Extracted text
☆ ☆ ☆ ☆

Analysis of Neovascularization
Extraretinal neovascularization was assessed on P17 in mice exposed to 5 days of hyperoxia (P7–P12) followed by 5 days in room air (P12–P17). Quantitation of neovascularization was performed using a technique described by Smith et al., 3 with minor modification. Briefly, hematoxylin and eosin–stained serial sections, separated by at least 40 μm, were examined in masked fashion for the presence of neovascular buds projecting into the vitreous from the retina. The neovascular score was defined as the mean number of neovascular tufts per section found in 16 sections (eight on each side of the optic nerve) per eye. The mean score from four eyes from four different pups was used for statistical analysis (two-way ANOVA) of group differences.

☆ ☆ ☆ ☆

Directions
(A) Name each distinct postnatal day, in "P" form, that the neovascularization methods text mentions.
(B) Please carry on the neovascularization methods text, picking up right after its final sentence.

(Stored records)
☆ ☆ ☆ ☆

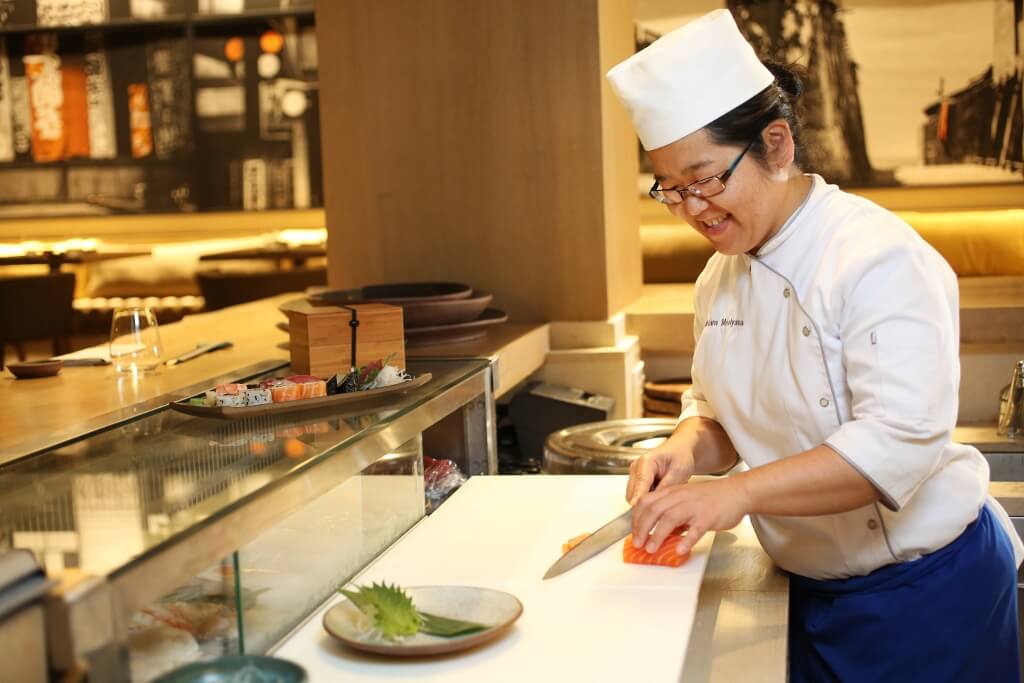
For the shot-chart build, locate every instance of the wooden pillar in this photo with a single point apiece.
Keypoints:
(478, 141)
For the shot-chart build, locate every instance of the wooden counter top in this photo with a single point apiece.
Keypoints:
(44, 412)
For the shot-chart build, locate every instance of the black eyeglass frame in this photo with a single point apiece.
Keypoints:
(721, 177)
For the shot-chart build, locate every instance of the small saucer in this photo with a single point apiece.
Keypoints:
(34, 369)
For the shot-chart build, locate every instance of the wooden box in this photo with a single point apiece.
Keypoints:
(321, 337)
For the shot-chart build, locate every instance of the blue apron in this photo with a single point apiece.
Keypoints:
(949, 615)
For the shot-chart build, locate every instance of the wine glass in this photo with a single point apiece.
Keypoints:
(134, 340)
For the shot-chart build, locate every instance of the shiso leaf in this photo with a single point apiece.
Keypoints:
(389, 607)
(448, 628)
(394, 615)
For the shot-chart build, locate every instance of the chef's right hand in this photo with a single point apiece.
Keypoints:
(665, 466)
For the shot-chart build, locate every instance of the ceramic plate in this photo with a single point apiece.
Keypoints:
(238, 668)
(483, 605)
(458, 332)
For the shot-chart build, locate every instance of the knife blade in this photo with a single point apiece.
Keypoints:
(614, 530)
(198, 351)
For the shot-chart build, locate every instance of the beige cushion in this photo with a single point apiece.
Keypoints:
(169, 270)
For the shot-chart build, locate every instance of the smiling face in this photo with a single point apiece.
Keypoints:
(756, 201)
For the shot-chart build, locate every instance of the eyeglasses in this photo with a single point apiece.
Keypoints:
(709, 186)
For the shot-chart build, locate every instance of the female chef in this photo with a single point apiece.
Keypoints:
(826, 360)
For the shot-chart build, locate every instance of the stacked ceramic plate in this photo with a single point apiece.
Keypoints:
(433, 312)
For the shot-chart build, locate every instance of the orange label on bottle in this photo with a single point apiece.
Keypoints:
(46, 101)
(139, 122)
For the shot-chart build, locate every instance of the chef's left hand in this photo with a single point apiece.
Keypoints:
(700, 507)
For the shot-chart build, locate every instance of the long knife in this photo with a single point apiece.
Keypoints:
(614, 530)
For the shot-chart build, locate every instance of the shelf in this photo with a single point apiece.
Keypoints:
(85, 163)
(255, 14)
(179, 20)
(111, 25)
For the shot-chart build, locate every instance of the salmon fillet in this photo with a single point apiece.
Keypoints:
(667, 555)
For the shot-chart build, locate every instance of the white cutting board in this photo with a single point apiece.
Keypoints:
(603, 621)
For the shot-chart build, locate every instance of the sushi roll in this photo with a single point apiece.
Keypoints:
(285, 390)
(231, 399)
(257, 396)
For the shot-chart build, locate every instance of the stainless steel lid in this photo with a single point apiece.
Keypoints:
(603, 447)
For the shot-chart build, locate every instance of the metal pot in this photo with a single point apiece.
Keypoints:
(603, 447)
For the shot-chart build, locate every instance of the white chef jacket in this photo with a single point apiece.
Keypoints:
(843, 330)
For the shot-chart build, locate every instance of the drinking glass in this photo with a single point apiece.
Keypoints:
(134, 340)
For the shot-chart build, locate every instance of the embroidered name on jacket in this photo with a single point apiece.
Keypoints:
(724, 323)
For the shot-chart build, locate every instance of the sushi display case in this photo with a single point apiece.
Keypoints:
(174, 538)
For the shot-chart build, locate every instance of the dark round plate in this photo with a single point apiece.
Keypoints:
(237, 668)
(456, 332)
(34, 369)
(444, 311)
(397, 293)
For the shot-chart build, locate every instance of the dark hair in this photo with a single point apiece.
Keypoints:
(744, 123)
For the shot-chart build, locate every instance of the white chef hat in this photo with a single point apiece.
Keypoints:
(686, 79)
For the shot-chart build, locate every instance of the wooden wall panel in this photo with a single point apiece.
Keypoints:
(467, 140)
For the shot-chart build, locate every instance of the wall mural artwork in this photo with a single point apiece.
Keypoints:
(898, 92)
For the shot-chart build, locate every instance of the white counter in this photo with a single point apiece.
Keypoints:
(603, 621)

☆ ☆ ☆ ☆

Responses for each task
(A) P7, P12, P17

(B)
Measurement of Retinal Nitrotyrosine
To analyze retinal nitrotyrosine, retinas were isolated, pooled, and frozen in liquid nitrogen (n = 14 retinas from 7 mice per group). Pooled retinas were homogenized in lysis buffer (20 mM Tris [pH 7.4], 2.5 mM EDTA, 1% Triton X-100, 1% deoxycholate, 0.1% SDS, 40 mM NaF, 10 mM Na4P2O7, and 1 mM PMSF). Particulate material was removed by centrifugation at 12,000g at 4°C for 30 minutes. Retinal proteins (25 μg) were immobilized onto a PVDF membrane (Bio-Rad, Hercules, CA) using the 40-well BioDot SF microfiltration unit (Bio-Rad). A dilution series of peroxynitrite-modified bovine serum albumin standard was also loaded in duplicate on each blot to generate a standard curve. The PVDF membranes were blocked with 5% dry milk and reacted with mouse monoclonal anti-nitrotyrosine antibody (Caymen, Ann Arbor, MI). The primary antibody was detected using a horseradish peroxidase–conjugated goat anti-mouse antibody and enhanced chemiluminescence (Amersham, Cleveland, OH). Intensity of immunoreactivity was measured using densitometry.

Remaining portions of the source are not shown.